Problem
The data should be printed in full, character for character.

- - - - -

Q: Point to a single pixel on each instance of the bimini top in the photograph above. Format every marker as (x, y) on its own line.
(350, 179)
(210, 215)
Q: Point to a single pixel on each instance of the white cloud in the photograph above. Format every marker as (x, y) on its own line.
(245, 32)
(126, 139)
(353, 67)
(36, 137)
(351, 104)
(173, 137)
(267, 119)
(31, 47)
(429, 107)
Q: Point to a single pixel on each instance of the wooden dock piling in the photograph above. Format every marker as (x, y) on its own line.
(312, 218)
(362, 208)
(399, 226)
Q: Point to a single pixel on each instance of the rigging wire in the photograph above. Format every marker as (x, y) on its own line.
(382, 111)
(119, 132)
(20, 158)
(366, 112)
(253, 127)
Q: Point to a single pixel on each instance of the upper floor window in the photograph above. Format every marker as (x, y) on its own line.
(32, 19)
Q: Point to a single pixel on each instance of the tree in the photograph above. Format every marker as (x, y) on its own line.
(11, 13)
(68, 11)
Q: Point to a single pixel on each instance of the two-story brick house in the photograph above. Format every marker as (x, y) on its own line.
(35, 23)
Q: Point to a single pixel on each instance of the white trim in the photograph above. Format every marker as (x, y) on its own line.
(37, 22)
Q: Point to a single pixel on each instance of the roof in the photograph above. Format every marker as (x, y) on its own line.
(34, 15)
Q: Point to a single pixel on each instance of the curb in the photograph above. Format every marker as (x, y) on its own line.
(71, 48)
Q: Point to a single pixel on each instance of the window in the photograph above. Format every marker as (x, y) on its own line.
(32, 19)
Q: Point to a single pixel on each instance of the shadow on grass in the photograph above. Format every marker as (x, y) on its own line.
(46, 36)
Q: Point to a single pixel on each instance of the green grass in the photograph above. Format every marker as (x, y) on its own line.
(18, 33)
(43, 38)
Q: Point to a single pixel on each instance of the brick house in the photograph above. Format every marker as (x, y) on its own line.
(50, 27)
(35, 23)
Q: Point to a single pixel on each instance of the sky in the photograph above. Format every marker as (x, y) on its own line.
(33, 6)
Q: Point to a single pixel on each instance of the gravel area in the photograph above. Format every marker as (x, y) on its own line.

- - - - -

Written answer
Q: Point to a single pixel on each instance of the bimini top in the photograph above. Format every marker as (x, y) on its own line.
(350, 179)
(210, 215)
Q: Point to a single pixel on each instance of the white cloud in the photograph above. Format every marker as (x, y) on its own line.
(245, 32)
(126, 139)
(353, 67)
(36, 137)
(351, 104)
(173, 137)
(267, 119)
(31, 47)
(429, 107)
Q: Point to a single pixel on each instance of the wooden dock piling in the photograph above. Format every marker as (x, y) on its own line.
(312, 218)
(362, 208)
(399, 226)
Q: Point to a single pixel on each instance of the rigging wire in the photograph above. Format every marker as (x, y) on its own line.
(382, 111)
(119, 132)
(20, 158)
(366, 112)
(253, 127)
Q: Point to a single pixel on each instance of the upper floor window in the photograph above. Format every marker as (x, y) on its own line.
(32, 19)
Q: Point to a single pixel on each instance of the tree in the photograph above. Format every marker as (x, y) on its own line.
(11, 13)
(68, 11)
Q: Point to a single pixel on each instance of the two-story brick house in the photograph above. Format every marker as (x, y) on its own line.
(35, 23)
Q: Point to a single pixel on each instance of the white trim in the photograph above. Format every marker as (x, y) on its own line.
(37, 22)
Q: Point to a single pixel on each instance of the roof in the photograph above. Format every marker as (x, y) on its own line.
(34, 15)
Q: Point to a single pixel on each instance of the curb in the photograph above. Format every marker as (x, y) on its own line.
(71, 48)
Q: Point to a single pixel on each instance of the window in the photograph above. Format every marker as (x, y) on its own line.
(32, 19)
Q: Point to a single pixel on each instance of the shadow on grass in the photograph above. Format every marker as (x, y) on its own line.
(46, 36)
Q: Point to a single pixel on each instance of the green grass in the photograph above. Format every marker as (x, y) on its own line.
(18, 33)
(43, 38)
Q: Point to a single pixel on each instance of the brick house in the photograph above. Format every marker as (x, y) on its own line.
(50, 27)
(35, 23)
Q: Point to a single pixel on each instance of the sky in the photograph above. Format every marker as (x, y) on its own line.
(33, 6)
Q: Point to a single pixel on each instance of the gravel area in the photograph above. Format every marker as (x, y) on its own line.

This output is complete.